**WORK REQUEST:** Repeat the stretch of entries below from the line with "box: [311, 76, 367, 110]" through the line with "positive clicks: (208, 286) (32, 270)". Include both ends and add nothing.

**PROVIDED DATA:**

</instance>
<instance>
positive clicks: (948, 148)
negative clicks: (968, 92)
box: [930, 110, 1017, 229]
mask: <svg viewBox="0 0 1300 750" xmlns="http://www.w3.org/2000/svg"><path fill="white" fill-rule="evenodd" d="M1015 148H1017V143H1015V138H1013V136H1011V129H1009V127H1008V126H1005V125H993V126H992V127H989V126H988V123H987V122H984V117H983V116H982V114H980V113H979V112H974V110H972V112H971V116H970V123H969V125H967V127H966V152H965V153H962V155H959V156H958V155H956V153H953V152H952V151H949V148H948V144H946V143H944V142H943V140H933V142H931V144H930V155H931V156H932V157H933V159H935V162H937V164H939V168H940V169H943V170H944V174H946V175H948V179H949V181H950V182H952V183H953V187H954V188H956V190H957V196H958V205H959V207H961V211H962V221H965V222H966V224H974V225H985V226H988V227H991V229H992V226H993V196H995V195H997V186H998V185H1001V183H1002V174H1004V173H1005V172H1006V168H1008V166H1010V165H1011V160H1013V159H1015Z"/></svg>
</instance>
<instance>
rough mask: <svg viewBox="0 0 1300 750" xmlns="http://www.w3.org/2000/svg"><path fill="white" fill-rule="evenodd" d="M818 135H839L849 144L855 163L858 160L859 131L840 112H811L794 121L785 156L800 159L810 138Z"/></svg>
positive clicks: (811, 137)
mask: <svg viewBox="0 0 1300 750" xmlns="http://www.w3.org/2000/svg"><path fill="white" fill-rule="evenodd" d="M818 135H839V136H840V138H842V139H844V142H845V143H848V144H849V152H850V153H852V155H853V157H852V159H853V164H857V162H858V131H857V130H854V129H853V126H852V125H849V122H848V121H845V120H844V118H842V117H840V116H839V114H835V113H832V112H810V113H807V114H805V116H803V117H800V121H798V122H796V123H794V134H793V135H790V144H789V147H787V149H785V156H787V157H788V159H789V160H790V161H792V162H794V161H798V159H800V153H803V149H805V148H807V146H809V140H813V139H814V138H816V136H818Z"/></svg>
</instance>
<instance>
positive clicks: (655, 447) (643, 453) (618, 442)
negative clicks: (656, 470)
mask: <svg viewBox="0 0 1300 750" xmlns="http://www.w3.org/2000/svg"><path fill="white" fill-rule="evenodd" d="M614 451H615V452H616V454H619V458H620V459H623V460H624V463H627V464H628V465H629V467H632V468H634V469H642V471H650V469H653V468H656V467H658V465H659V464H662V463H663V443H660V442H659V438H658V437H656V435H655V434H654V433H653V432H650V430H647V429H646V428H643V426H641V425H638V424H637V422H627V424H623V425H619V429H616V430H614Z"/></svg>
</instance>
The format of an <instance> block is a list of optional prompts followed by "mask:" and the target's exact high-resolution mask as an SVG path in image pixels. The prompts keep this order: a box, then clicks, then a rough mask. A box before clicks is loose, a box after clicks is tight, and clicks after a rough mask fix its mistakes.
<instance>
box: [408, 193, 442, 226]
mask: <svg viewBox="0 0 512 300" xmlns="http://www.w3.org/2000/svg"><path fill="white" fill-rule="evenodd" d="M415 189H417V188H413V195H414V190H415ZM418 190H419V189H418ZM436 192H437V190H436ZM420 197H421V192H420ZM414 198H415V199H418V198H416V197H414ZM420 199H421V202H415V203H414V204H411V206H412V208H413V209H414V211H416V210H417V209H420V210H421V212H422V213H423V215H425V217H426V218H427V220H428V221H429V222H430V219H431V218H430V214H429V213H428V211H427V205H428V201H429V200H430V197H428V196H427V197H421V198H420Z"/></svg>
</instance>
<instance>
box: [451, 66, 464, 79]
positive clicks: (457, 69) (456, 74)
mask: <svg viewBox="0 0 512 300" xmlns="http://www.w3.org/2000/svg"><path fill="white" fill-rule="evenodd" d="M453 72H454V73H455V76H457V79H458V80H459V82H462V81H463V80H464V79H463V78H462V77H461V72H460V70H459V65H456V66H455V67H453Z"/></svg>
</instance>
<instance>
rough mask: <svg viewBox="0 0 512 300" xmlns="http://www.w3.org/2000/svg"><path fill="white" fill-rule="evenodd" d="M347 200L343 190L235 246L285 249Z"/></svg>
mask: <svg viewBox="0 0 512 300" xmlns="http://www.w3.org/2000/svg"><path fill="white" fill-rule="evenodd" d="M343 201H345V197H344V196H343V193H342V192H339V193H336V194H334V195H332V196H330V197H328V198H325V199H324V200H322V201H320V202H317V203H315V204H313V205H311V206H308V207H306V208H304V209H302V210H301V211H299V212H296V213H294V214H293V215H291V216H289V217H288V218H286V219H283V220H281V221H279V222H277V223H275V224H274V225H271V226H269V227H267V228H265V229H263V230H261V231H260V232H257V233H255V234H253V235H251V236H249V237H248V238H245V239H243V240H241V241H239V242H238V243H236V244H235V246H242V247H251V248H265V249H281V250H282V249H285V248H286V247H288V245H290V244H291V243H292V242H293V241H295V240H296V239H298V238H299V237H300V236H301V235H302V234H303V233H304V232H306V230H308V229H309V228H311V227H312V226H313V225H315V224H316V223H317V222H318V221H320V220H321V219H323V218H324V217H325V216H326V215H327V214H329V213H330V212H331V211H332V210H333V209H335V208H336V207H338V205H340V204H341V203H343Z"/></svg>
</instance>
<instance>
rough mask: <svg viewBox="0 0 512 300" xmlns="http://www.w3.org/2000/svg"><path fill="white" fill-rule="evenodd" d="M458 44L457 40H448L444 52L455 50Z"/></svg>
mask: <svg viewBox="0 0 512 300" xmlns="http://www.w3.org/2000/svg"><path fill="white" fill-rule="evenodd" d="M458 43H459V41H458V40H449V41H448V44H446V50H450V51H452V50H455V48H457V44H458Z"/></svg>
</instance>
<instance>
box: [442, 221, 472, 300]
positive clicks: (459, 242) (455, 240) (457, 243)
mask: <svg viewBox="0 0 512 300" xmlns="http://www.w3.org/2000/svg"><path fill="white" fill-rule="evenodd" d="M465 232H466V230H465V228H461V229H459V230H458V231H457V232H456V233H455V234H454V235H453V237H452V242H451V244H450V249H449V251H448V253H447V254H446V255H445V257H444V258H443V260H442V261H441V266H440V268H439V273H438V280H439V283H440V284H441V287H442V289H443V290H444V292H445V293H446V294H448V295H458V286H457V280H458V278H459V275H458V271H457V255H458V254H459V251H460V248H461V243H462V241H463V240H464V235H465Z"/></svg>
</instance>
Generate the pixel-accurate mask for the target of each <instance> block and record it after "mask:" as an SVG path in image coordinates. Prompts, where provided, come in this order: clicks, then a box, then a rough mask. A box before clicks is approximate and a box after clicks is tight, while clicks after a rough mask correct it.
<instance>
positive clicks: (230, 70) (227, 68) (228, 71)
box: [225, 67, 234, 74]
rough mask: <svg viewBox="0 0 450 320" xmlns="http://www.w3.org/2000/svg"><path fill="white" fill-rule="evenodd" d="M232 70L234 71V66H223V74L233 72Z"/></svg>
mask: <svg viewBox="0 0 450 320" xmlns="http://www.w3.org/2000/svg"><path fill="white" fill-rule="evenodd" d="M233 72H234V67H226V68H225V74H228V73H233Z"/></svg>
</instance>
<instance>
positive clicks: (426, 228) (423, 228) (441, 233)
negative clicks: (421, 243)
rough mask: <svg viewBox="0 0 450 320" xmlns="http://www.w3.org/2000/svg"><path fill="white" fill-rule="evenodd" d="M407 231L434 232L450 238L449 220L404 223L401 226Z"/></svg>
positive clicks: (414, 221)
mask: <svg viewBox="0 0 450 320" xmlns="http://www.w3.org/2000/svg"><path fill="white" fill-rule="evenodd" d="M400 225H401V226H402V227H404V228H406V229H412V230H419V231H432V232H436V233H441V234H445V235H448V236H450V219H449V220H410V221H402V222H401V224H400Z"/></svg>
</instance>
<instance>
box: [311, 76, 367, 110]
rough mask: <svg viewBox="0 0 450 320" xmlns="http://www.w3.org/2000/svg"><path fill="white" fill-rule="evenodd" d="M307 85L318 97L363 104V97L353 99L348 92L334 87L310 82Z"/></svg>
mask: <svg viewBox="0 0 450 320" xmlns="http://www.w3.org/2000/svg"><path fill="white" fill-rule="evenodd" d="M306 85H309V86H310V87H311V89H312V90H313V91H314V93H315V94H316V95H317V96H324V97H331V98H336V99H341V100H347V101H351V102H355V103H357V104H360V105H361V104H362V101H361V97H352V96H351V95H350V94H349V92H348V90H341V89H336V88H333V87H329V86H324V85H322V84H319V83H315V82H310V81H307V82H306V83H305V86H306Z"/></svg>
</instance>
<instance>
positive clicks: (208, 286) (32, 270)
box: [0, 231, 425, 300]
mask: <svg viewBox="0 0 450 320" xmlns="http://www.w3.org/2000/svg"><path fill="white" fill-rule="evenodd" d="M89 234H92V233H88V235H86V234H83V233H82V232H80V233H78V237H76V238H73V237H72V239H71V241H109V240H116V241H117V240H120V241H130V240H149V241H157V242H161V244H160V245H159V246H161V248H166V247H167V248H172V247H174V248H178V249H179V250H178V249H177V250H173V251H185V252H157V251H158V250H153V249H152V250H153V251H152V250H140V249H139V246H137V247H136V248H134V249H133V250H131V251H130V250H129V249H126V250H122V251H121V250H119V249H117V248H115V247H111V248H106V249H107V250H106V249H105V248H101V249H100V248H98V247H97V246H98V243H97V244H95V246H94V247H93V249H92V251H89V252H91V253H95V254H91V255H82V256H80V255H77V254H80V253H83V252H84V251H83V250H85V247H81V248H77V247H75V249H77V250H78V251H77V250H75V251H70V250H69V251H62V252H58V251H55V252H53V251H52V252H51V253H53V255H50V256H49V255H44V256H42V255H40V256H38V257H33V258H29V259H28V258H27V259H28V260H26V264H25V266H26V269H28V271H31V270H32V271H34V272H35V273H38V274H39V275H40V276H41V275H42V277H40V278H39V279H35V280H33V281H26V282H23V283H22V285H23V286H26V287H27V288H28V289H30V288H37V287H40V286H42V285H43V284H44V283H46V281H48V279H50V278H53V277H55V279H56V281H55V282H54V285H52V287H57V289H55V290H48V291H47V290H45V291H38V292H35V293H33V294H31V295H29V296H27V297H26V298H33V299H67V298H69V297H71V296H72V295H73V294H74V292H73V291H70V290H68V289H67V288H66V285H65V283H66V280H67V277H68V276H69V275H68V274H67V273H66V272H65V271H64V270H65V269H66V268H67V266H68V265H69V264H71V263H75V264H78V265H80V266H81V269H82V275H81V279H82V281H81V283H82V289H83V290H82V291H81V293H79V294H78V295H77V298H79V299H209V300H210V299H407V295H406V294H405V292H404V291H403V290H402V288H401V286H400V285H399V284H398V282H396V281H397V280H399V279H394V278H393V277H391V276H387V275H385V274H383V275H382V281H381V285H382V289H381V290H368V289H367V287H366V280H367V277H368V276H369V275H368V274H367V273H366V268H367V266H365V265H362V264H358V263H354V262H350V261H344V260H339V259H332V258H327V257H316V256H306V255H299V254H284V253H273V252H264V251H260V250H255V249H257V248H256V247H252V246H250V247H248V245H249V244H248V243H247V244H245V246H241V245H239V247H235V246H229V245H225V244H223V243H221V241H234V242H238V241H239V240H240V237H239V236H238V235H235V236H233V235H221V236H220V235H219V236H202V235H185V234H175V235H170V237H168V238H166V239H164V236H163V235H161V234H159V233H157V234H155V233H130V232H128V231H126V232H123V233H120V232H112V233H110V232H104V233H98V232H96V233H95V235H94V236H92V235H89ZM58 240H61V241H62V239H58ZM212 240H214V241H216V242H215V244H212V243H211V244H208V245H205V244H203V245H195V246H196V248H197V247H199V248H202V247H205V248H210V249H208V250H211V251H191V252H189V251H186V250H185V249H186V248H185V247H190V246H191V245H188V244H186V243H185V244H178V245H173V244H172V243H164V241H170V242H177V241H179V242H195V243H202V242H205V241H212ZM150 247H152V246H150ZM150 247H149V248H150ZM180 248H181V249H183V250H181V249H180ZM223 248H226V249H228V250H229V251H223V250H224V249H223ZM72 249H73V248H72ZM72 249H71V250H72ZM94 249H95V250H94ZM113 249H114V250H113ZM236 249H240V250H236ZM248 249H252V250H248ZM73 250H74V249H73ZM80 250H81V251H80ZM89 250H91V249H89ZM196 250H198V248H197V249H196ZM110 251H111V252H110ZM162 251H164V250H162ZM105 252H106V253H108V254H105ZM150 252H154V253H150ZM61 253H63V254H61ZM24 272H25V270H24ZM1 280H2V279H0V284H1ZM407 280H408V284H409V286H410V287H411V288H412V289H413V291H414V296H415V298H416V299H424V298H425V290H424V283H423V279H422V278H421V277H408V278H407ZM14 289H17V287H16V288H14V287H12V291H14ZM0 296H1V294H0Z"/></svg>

**ANSWER BELOW:**
box: [311, 76, 367, 110]
rough mask: <svg viewBox="0 0 450 320" xmlns="http://www.w3.org/2000/svg"><path fill="white" fill-rule="evenodd" d="M307 85L318 97L363 104V97L353 99L348 92L334 87L310 82Z"/></svg>
mask: <svg viewBox="0 0 450 320" xmlns="http://www.w3.org/2000/svg"><path fill="white" fill-rule="evenodd" d="M306 85H309V86H310V87H311V89H312V90H313V91H314V93H315V94H316V95H317V96H324V97H331V98H336V99H341V100H347V101H351V102H355V103H357V104H360V105H361V104H362V101H361V97H352V96H351V95H350V94H349V92H348V90H341V89H336V88H333V87H329V86H324V85H322V84H319V83H315V82H310V81H307V82H306V83H305V86H306Z"/></svg>
</instance>
<instance>
positive clicks: (208, 286) (32, 270)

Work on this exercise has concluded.